___ Data to use ___
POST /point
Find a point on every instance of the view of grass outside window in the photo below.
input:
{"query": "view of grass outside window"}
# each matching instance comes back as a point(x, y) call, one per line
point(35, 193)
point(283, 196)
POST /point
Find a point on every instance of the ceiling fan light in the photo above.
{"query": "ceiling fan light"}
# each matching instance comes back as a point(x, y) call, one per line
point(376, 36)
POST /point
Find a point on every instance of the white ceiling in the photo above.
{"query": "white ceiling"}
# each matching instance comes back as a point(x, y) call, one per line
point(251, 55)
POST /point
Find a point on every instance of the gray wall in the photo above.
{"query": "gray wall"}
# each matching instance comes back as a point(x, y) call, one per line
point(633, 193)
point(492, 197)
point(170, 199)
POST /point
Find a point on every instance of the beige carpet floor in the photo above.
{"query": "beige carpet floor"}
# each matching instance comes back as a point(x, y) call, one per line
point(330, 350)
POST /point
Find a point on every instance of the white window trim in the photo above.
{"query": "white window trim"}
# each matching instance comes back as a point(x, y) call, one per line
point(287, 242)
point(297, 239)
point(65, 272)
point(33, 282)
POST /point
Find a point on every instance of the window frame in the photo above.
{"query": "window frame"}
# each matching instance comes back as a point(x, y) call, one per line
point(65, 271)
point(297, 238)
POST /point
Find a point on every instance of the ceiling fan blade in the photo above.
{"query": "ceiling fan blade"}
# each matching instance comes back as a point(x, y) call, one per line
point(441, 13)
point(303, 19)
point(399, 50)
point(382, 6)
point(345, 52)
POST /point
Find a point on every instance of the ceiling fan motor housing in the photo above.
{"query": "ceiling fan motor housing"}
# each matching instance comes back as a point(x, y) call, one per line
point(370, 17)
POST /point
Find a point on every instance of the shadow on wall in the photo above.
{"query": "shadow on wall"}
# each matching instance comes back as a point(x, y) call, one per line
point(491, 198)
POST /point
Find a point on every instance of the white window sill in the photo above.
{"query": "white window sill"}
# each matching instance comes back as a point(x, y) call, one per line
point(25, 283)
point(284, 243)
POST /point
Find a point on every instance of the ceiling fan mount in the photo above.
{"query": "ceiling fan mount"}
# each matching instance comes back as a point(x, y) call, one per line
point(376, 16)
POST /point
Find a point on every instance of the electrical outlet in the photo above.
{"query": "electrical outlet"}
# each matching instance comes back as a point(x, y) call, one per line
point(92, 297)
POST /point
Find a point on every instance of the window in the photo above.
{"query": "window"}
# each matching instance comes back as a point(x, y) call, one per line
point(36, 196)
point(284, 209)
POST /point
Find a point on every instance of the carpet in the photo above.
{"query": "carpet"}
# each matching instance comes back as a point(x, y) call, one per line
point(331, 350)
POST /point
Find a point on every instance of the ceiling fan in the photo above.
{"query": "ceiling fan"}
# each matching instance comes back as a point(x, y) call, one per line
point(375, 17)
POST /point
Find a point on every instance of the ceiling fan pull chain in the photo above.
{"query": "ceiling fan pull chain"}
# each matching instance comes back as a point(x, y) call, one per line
___
**Exercise**
Take the lines above and retype all of them exactly.

**Exercise output**
POST /point
Find a point on every instance of the view of grass outside window in the photo below.
input:
{"query": "view of grass outside window"}
# each matching instance comes back as a point(x, y) call, one per line
point(35, 193)
point(283, 196)
POST /point
Find a point on every instance of the ceiling fan light in the photo above.
{"query": "ceiling fan light"}
# each matching instance comes back as a point(x, y) call, one per line
point(376, 36)
POST /point
Find a point on every instance of the white ceiling in the photo above.
{"query": "white ceiling"}
# each matching instance comes back as a point(x, y) call, one per line
point(251, 55)
POST /point
Find a point on every instance of the gray wall in the photo above.
{"query": "gray wall"}
# each matching instance comes back as a point(x, y) call, one per line
point(633, 193)
point(492, 197)
point(170, 199)
POST /point
Find a point on every instance of the beige carpet floor in the photo above.
{"query": "beige carpet floor"}
# each matching instance comes back as a point(x, y) call, one per line
point(330, 350)
POST /point
Find a point on every instance of the white window trim in the photo above.
{"query": "white window trim"}
# each matching instance comes back as a point(x, y) call, one per line
point(287, 242)
point(297, 239)
point(65, 272)
point(33, 282)
POST /point
Find a point on every instance of the window frame in the photo above.
{"query": "window frame"}
# each matching instance comes back as a point(x, y) call, one per line
point(65, 271)
point(297, 238)
POST /point
Find a point on every instance of the ceiling fan blade in the photo above.
{"query": "ceiling fan blade"}
# each matching instance comes back as a point(x, y) call, one per line
point(441, 13)
point(303, 19)
point(399, 50)
point(382, 6)
point(345, 52)
POST /point
Find a point on every instance of the ceiling fan motor housing in the photo above.
{"query": "ceiling fan motor housing"}
# each matching instance comes back as a point(x, y) call, one per line
point(370, 17)
POST /point
Find a point on every instance of the shadow on wall in the photo above.
{"query": "shadow on wall"}
# each matching instance comes back as a point(x, y) call, one per line
point(491, 198)
POST /point
Find a point on every instance of the white window sill in the photo above.
{"query": "white window sill"}
# each matching instance comes back as a point(x, y) call, one per line
point(25, 283)
point(284, 243)
POST /point
Find a point on every instance of the ceiling fan mount in the photo above.
{"query": "ceiling fan mount"}
# each matching instance comes back as a point(x, y) call, one per line
point(376, 16)
POST /point
Find a point on every instance of the electrical outlet in the photo above.
{"query": "electrical outlet"}
# each matching instance comes back as a point(x, y) call, one per line
point(92, 297)
POST /point
Find a point on every instance of the window in the photo above.
{"query": "window"}
# each matching instance comes back as a point(x, y) call, one per line
point(36, 196)
point(284, 209)
POST /point
Find a point on every instance of the carpet in the photo above.
{"query": "carpet"}
# each matching instance comes back as a point(x, y) call, one per line
point(331, 350)
POST /point
Find a point on every instance of the ceiling fan in the photo above.
{"query": "ceiling fan"}
# each matching instance comes back as a point(x, y) call, one per line
point(375, 17)
POST /point
Find a point on every instance of the ceiling fan pull chain in the photo above.
{"query": "ceiling fan pull chain"}
# each matching instance comes back as a point(x, y) call, one per line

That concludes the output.